▸ The task: Figure out how many lines of the listing include the string "Place"; the reply is only that number.
BEGIN Provided data
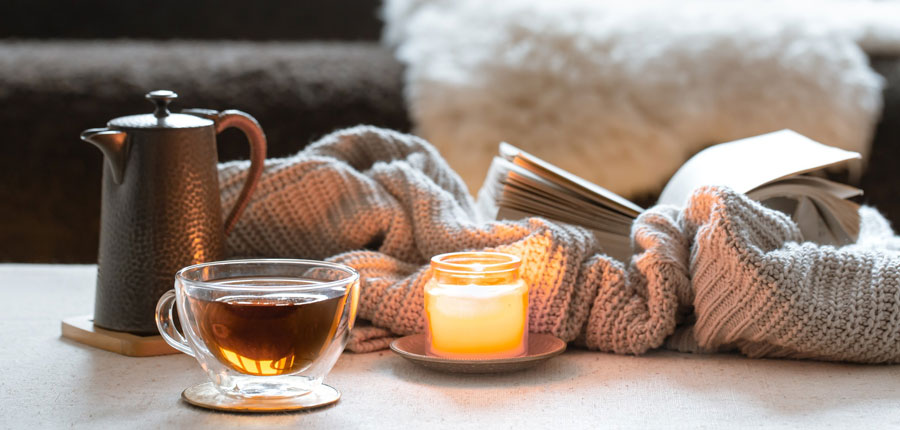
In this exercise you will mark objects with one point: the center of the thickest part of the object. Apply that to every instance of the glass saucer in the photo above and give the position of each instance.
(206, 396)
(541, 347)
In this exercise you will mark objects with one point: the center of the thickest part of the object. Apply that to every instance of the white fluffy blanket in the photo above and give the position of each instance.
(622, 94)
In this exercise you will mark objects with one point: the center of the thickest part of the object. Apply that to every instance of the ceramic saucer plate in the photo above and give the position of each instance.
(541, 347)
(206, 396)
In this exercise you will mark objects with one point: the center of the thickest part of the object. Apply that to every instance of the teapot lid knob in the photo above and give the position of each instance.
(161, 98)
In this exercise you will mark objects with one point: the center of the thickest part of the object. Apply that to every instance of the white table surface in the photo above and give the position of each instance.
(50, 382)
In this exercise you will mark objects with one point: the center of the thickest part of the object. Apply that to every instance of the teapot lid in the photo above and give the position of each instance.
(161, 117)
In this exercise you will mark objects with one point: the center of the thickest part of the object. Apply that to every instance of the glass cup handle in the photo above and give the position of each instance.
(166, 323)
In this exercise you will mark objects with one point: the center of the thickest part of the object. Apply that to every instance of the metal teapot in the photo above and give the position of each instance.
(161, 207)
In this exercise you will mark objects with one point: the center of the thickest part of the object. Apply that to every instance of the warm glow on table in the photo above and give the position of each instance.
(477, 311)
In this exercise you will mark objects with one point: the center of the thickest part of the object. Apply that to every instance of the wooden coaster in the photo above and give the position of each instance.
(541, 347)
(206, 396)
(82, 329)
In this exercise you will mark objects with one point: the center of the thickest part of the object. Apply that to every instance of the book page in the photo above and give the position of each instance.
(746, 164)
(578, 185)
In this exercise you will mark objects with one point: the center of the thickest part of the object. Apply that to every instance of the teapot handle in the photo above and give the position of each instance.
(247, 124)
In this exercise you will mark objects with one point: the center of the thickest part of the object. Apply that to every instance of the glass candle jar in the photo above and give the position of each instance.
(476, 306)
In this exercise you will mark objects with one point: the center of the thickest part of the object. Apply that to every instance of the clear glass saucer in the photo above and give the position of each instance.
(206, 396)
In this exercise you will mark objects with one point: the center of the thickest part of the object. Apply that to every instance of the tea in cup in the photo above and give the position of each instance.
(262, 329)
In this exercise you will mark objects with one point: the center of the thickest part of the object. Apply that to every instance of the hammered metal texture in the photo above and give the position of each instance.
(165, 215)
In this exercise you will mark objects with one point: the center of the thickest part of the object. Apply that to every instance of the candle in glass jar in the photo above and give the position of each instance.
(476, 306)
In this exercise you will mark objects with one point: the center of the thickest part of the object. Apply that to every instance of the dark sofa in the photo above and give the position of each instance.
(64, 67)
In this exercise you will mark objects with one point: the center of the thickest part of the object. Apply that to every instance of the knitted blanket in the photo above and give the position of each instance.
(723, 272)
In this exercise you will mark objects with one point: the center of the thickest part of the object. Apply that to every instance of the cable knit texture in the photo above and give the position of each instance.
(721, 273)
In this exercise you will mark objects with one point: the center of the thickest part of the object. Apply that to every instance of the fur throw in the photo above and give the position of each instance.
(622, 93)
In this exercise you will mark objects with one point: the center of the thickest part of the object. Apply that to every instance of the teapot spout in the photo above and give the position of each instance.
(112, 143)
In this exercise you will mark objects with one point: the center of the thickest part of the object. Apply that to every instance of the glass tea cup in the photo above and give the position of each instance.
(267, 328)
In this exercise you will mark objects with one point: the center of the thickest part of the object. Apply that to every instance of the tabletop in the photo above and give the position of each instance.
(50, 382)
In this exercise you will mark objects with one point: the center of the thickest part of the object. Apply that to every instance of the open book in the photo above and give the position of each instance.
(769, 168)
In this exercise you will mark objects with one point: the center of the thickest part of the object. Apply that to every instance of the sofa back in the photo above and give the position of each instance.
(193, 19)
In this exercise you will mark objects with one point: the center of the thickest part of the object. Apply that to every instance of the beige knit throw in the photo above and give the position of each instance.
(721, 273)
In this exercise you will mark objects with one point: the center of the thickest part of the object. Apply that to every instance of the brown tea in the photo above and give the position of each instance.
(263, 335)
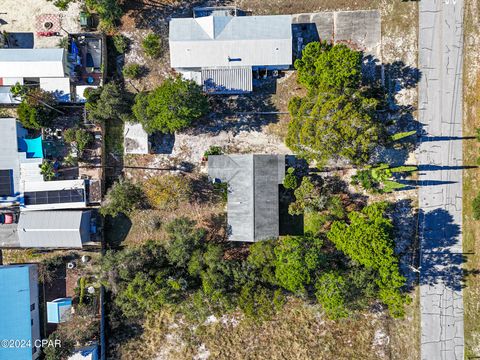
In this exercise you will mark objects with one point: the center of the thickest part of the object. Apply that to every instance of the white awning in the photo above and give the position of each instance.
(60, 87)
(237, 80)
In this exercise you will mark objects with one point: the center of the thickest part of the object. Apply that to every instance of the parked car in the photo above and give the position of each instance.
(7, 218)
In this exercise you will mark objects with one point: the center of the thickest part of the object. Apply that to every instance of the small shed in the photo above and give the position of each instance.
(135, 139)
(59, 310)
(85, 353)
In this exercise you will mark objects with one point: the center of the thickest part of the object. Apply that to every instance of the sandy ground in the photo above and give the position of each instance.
END Provided data
BEGIN Provided data
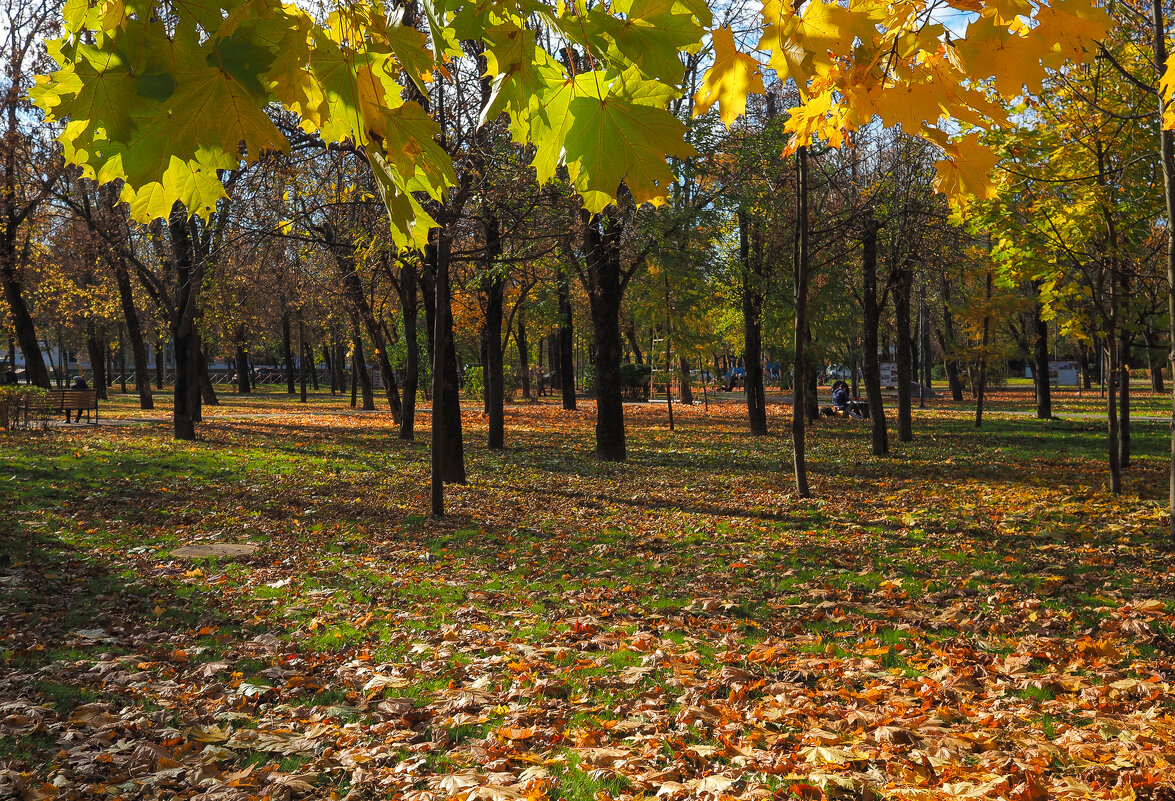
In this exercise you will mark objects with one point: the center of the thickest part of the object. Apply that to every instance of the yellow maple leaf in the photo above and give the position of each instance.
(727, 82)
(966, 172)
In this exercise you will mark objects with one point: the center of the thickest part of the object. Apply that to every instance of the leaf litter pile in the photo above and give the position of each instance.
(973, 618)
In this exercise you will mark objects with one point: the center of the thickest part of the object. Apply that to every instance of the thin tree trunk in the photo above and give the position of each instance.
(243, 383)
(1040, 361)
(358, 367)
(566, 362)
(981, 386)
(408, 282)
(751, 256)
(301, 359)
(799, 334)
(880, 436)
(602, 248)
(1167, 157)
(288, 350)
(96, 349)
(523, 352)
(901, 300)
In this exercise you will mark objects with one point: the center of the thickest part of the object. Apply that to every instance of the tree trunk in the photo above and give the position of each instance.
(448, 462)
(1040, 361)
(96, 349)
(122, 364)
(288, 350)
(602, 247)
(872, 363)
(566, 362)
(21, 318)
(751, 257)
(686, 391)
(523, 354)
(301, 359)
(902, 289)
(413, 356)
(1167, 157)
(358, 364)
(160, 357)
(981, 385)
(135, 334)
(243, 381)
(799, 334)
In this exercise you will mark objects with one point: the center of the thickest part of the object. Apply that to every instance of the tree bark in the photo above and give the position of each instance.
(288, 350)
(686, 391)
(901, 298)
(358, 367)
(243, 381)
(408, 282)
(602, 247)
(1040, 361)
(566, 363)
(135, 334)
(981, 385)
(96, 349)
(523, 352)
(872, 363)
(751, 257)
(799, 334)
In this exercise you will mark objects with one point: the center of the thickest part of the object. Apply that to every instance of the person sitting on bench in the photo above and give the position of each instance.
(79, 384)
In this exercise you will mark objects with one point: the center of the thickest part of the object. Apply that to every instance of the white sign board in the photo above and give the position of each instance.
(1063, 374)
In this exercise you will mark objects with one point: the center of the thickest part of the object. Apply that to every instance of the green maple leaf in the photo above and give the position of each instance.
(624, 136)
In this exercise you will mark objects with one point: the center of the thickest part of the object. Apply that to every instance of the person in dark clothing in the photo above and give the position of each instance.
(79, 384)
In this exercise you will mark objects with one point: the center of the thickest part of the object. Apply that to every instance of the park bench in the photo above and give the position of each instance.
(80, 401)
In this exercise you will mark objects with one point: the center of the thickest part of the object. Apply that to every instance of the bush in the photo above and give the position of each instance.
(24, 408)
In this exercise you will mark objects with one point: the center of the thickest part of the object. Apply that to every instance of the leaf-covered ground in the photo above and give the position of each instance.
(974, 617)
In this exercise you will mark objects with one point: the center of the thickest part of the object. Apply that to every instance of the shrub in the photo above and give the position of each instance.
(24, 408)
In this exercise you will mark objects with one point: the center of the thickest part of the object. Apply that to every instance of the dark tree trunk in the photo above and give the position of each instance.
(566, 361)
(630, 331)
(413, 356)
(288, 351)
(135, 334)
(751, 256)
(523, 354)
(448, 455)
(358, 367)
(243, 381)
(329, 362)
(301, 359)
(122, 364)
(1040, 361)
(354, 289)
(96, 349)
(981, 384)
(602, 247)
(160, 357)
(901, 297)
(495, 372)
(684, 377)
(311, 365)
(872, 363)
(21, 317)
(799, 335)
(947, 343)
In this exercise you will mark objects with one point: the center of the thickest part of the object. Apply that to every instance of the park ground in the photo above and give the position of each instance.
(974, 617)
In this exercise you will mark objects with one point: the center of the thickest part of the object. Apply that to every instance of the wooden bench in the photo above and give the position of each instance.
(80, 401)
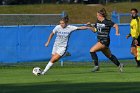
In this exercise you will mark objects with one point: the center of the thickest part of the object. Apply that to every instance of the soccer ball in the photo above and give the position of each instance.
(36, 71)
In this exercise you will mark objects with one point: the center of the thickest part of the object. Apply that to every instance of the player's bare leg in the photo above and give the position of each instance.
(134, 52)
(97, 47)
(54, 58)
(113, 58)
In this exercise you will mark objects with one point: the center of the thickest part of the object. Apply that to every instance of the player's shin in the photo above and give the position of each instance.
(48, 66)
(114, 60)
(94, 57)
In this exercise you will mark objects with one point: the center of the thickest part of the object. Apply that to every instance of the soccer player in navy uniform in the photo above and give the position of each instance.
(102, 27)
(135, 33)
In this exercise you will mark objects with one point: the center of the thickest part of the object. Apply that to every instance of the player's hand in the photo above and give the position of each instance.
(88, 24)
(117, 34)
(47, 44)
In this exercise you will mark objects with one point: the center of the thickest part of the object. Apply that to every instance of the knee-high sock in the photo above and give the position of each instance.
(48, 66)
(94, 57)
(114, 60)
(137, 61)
END Provided data
BEGIN Provided data
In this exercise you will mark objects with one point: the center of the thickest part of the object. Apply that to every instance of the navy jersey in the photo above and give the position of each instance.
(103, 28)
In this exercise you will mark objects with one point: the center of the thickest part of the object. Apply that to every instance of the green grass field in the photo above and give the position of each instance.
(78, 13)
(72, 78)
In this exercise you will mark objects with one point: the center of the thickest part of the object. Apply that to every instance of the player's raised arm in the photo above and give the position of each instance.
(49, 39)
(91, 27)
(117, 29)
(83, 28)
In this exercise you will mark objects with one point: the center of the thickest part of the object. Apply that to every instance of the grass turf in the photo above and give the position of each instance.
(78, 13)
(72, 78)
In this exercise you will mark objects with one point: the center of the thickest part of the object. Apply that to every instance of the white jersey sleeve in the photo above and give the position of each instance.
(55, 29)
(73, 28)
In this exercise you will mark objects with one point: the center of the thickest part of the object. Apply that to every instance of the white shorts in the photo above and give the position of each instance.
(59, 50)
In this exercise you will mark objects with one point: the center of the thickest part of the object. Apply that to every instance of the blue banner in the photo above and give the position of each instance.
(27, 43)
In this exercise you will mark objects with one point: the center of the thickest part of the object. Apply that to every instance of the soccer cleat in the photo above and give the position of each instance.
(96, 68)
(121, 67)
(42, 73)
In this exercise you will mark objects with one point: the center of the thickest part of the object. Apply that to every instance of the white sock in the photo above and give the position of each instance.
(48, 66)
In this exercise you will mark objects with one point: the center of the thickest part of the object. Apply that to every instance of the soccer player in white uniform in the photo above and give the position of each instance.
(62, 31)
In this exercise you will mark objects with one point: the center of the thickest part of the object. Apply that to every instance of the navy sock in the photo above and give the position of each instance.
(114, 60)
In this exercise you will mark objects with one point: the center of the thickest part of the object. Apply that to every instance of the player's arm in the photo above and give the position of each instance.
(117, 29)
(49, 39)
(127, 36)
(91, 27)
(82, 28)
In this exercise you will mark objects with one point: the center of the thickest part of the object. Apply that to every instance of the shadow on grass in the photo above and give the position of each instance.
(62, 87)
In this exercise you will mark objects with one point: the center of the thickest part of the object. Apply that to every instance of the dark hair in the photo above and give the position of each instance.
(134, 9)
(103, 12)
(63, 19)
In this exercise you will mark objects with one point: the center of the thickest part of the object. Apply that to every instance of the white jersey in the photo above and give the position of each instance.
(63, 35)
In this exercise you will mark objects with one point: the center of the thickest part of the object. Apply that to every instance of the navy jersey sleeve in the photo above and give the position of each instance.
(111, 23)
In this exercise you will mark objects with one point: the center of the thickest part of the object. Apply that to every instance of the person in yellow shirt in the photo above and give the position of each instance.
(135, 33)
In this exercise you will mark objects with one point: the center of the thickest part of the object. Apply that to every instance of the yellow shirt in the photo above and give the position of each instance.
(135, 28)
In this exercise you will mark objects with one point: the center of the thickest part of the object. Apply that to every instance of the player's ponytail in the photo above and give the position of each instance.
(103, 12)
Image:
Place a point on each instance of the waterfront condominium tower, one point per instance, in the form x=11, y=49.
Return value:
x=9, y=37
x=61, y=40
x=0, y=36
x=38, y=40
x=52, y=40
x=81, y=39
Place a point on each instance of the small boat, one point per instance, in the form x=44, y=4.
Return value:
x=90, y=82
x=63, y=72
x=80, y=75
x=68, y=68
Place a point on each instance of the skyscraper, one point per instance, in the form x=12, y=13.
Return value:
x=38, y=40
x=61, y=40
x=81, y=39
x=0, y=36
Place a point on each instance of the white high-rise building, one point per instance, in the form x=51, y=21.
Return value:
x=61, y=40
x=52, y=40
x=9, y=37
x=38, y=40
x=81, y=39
END Provided data
▸ Problem solution: 4